◆ Task instructions: Starting at the line that has "of the young" and stopping after the end of the items, write out those lines again, requests included, and scale every pixel coordinate in the answers by 1.15, rounding to whole numbers with halves going up. Leave out the pictures.

◆ Supplied data:
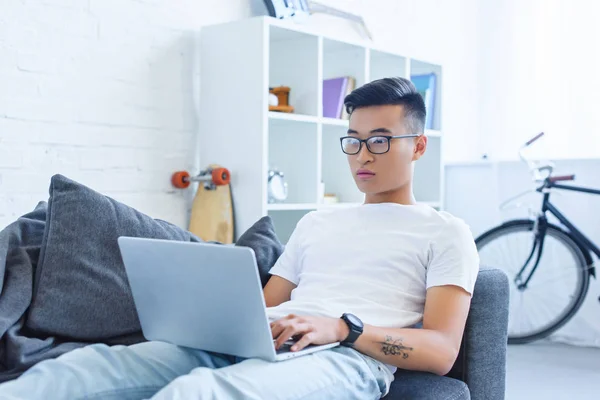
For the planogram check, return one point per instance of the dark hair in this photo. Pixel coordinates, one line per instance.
(392, 91)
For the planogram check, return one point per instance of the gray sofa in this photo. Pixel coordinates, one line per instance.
(480, 370)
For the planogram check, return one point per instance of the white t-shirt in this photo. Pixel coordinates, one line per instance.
(375, 261)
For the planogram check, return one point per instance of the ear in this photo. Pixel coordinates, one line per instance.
(420, 147)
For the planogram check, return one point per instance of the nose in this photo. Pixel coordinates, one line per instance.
(364, 155)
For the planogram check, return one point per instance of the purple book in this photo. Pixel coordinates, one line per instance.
(333, 96)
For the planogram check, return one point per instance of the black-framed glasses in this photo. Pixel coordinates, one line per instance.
(375, 144)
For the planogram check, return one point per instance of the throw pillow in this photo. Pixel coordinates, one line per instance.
(80, 288)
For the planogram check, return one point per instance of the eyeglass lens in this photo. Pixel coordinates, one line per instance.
(375, 144)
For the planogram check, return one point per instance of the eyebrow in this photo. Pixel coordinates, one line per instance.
(378, 130)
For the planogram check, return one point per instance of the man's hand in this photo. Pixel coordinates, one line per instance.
(310, 330)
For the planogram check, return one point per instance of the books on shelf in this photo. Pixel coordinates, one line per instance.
(334, 92)
(425, 85)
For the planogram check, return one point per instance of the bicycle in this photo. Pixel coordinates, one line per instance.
(558, 255)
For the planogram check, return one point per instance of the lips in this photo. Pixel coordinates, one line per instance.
(365, 174)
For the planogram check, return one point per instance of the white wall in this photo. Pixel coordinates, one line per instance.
(103, 91)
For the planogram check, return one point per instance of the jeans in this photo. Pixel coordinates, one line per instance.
(160, 370)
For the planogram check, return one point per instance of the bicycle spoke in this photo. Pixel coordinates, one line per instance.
(554, 289)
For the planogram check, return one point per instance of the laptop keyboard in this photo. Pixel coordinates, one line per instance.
(285, 347)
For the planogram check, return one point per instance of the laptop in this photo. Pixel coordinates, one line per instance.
(202, 295)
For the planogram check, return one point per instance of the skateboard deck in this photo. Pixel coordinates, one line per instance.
(211, 218)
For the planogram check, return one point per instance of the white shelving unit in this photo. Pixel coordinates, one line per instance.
(239, 62)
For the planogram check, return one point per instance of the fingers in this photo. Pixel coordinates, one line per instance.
(289, 332)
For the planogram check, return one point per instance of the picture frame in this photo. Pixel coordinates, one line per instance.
(426, 86)
(287, 8)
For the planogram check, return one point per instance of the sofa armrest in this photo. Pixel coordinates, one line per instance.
(481, 363)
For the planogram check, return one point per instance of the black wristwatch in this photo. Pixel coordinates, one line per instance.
(356, 327)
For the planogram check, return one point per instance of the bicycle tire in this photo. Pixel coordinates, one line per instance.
(583, 274)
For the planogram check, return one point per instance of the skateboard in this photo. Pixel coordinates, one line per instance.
(212, 209)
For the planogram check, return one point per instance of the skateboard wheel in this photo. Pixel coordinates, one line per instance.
(181, 179)
(220, 176)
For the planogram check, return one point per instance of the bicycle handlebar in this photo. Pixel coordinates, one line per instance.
(533, 139)
(561, 178)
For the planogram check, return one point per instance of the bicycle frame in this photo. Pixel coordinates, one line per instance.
(542, 223)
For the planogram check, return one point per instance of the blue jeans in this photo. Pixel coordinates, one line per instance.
(164, 371)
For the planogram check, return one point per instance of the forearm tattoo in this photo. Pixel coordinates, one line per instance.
(394, 347)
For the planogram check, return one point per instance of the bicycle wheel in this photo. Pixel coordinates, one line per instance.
(556, 289)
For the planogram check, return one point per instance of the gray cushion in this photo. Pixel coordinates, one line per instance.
(410, 385)
(80, 287)
(81, 290)
(262, 239)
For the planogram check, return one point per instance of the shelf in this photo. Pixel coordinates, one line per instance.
(307, 118)
(321, 206)
(433, 133)
(334, 121)
(434, 204)
(291, 206)
(338, 205)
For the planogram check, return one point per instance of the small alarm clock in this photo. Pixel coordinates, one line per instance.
(276, 186)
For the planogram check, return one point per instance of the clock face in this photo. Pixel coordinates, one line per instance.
(278, 187)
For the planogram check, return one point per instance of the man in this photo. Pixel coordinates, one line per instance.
(364, 276)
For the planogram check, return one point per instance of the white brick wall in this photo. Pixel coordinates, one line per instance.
(104, 91)
(101, 91)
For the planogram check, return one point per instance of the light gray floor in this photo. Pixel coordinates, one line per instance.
(552, 371)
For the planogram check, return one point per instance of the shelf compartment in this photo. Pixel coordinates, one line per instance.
(343, 60)
(420, 68)
(293, 151)
(293, 62)
(427, 178)
(386, 65)
(336, 175)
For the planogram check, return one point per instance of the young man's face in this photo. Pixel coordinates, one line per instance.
(380, 176)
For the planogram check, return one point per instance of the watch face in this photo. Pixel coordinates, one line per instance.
(354, 320)
(277, 186)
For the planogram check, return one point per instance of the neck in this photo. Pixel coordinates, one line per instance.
(402, 195)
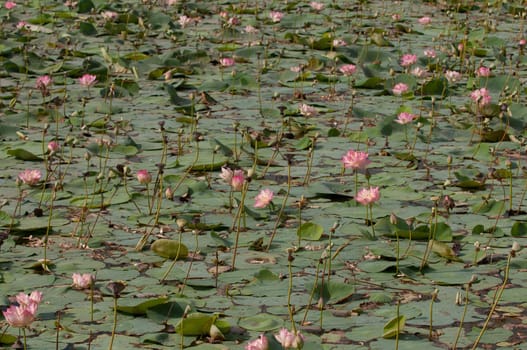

◆ Exercise response:
For the planogram check, return one point per instance of the young man's face in this photo. Pixel coordinates, one line per instance.
(437, 202)
For the planogram check, return one point per instance of the watch face in this photo. Pixel coordinates, one line per instance.
(407, 368)
(319, 214)
For the planogram check, return one point per instance of the neck in this photo. Pixel coordinates, one line per instance.
(462, 224)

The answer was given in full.